**The problem:** Write out the rows below word for word, from the first one through the line containing "An example of", both ends included.
— Start of Data rows —
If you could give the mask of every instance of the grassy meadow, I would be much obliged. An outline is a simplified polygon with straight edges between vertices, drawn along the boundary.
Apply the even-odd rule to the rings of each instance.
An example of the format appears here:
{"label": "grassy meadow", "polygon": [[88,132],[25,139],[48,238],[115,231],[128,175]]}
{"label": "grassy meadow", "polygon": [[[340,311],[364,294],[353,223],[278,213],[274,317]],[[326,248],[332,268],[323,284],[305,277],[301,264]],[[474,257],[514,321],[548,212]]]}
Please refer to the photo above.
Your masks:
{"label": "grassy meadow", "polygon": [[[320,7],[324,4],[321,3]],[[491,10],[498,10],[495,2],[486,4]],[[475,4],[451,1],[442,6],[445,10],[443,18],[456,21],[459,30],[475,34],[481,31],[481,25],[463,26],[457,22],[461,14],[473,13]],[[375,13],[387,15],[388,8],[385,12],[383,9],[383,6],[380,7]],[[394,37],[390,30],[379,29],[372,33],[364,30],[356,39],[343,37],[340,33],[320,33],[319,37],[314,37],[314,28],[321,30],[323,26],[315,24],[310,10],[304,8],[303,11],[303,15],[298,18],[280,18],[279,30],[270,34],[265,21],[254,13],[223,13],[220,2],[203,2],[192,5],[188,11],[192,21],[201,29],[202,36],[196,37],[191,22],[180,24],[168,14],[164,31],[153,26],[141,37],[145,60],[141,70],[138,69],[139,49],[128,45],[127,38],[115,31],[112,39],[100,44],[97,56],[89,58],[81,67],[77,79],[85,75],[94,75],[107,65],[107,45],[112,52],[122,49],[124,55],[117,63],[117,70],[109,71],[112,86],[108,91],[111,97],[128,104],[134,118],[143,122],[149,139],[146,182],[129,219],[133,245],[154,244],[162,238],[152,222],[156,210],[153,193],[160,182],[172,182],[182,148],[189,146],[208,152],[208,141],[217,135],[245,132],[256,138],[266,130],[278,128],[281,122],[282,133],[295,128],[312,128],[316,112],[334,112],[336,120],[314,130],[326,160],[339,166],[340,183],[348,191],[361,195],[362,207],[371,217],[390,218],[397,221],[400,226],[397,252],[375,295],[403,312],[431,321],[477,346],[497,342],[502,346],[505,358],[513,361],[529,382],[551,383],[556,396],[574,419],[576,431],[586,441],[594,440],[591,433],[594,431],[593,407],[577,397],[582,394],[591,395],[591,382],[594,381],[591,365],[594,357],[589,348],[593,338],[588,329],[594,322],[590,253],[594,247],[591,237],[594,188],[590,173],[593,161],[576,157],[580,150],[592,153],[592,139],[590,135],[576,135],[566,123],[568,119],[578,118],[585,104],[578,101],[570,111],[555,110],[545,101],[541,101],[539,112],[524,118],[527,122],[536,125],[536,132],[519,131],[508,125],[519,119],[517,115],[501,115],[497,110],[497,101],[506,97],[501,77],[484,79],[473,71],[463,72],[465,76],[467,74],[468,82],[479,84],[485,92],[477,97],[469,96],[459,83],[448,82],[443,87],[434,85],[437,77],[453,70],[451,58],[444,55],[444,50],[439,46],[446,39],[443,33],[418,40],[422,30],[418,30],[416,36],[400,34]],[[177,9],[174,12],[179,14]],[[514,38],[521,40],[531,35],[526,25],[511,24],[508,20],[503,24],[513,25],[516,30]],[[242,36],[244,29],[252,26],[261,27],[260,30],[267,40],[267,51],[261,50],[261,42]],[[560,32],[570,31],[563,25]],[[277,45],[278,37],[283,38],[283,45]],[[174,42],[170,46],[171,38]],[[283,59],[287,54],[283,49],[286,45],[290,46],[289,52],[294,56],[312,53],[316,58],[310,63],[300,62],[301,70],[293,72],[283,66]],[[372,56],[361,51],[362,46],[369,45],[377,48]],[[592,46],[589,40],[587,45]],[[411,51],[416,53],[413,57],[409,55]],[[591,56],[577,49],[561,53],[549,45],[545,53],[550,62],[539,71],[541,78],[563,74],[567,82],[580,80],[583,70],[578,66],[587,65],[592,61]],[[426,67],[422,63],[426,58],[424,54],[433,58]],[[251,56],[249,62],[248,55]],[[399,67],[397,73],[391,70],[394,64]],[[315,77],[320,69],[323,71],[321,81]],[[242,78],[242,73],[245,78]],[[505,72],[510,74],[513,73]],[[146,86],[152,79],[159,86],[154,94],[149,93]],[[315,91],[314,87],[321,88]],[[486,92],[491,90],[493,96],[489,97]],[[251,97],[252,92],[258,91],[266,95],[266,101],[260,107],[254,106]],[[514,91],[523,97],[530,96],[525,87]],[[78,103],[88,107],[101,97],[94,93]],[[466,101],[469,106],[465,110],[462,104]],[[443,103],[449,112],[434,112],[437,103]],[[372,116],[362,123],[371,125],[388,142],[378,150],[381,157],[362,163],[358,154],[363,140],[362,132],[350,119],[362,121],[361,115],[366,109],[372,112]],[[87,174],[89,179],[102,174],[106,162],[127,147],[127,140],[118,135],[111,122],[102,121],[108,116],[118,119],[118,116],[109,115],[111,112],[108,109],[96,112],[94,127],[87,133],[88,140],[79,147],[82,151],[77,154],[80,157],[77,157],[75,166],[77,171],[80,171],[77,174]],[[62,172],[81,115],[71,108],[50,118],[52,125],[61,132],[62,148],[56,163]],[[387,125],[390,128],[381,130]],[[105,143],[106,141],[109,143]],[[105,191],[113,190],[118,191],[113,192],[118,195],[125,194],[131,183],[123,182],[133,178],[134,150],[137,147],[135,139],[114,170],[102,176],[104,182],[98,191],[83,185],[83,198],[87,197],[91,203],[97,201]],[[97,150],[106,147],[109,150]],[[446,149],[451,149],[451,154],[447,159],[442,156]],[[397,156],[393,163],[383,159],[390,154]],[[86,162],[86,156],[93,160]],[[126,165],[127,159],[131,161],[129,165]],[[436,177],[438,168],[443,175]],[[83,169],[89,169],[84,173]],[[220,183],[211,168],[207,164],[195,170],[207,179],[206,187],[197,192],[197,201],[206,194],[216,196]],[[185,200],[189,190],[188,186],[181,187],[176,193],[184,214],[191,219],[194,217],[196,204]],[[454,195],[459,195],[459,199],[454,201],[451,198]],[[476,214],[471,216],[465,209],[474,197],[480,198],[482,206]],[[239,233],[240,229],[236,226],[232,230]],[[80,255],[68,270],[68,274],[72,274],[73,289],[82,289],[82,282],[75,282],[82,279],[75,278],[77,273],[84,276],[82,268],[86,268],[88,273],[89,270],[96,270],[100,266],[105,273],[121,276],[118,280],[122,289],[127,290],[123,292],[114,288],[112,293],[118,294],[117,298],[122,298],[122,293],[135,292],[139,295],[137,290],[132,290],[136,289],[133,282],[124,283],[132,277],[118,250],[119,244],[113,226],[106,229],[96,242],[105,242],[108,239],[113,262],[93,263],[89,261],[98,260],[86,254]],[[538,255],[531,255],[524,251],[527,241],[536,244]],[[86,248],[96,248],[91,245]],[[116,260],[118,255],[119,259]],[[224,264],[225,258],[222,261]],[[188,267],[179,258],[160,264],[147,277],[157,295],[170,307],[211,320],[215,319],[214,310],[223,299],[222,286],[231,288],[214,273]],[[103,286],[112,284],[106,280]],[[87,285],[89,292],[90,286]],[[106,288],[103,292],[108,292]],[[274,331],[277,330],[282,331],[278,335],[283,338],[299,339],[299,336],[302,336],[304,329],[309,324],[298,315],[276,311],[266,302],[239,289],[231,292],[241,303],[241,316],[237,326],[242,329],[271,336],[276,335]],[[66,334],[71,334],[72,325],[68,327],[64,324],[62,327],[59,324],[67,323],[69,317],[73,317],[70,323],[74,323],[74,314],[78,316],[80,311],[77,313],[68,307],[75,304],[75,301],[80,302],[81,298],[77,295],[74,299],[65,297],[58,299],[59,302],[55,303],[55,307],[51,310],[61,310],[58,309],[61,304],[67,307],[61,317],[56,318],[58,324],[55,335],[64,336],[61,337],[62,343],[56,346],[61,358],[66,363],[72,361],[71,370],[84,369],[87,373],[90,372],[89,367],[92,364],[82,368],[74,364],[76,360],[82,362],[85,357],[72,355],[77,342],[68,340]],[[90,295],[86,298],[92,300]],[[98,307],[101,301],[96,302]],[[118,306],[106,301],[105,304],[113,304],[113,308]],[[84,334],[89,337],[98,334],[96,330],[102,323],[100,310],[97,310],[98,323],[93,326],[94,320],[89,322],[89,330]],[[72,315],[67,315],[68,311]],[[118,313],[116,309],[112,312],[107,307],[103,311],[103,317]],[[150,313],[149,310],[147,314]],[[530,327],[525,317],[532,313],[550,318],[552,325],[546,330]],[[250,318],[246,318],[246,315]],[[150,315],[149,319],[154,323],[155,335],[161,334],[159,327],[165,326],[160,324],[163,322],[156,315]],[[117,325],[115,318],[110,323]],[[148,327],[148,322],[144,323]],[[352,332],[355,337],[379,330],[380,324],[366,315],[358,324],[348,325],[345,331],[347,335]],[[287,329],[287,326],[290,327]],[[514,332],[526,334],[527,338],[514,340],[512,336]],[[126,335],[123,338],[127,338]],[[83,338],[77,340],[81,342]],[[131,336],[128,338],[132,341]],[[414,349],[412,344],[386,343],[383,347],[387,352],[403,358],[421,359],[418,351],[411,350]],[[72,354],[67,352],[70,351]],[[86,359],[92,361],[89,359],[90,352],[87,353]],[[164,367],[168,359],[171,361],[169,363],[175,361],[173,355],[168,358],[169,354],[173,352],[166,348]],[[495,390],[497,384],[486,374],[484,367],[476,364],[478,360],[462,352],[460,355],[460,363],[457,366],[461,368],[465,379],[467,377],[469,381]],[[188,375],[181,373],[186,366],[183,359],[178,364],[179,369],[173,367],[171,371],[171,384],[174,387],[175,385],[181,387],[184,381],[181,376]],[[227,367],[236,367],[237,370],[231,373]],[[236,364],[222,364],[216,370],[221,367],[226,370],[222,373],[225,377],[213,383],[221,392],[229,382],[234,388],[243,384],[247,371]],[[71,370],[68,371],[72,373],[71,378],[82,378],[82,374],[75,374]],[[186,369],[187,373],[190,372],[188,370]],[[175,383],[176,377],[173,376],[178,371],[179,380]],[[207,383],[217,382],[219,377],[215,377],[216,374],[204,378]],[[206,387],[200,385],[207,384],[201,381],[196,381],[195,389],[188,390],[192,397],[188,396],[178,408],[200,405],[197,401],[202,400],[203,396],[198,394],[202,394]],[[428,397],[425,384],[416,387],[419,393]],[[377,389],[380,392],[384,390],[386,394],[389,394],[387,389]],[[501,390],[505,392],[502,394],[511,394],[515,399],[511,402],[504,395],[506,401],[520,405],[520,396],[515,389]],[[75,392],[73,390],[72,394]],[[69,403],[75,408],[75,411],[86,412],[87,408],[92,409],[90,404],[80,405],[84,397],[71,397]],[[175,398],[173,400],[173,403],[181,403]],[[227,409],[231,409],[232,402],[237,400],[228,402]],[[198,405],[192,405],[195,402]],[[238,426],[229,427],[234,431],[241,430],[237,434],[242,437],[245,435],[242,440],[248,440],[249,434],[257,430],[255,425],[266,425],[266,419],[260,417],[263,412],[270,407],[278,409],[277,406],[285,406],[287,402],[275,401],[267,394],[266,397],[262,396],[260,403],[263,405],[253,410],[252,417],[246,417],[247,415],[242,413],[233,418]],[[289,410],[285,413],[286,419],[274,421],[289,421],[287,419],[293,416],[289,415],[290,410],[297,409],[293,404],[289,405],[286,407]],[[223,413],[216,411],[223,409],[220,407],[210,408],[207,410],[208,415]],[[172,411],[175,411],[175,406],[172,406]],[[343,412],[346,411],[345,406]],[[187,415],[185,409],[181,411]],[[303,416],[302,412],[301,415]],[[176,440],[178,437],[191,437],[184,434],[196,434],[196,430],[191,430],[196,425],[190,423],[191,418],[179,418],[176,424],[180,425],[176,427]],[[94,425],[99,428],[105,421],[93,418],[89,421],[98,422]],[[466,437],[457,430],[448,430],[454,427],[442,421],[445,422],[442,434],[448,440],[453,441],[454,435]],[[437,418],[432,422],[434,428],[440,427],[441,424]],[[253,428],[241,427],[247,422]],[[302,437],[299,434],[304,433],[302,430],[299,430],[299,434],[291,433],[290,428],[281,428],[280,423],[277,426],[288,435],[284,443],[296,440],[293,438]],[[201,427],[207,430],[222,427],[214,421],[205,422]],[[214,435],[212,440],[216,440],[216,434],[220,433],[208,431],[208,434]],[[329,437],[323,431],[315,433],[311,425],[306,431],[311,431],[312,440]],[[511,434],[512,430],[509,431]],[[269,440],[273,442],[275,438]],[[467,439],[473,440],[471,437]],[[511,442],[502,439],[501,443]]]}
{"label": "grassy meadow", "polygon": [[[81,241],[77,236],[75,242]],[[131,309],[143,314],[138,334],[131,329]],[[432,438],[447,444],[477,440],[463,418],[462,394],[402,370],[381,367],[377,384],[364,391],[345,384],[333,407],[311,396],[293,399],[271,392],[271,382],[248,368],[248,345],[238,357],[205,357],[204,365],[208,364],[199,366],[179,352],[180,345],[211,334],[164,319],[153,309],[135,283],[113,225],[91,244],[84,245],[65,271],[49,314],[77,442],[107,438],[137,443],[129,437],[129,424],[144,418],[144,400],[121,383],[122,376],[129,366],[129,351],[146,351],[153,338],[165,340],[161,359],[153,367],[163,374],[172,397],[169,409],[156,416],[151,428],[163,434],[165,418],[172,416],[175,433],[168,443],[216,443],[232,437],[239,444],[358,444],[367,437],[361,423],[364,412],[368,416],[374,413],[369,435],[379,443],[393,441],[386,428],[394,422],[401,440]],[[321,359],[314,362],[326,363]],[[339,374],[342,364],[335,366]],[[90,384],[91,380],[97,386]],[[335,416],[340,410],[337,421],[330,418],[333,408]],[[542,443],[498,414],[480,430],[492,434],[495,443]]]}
— End of Data rows —
**Answer for the task:**
If you could give the mask of every instance of the grassy meadow, I would be much obliged. An outline is a simplified polygon with straight edges between vertices, drawn along the boundary.
Apply the even-odd rule to the rings of each instance.
An example of the format appears here:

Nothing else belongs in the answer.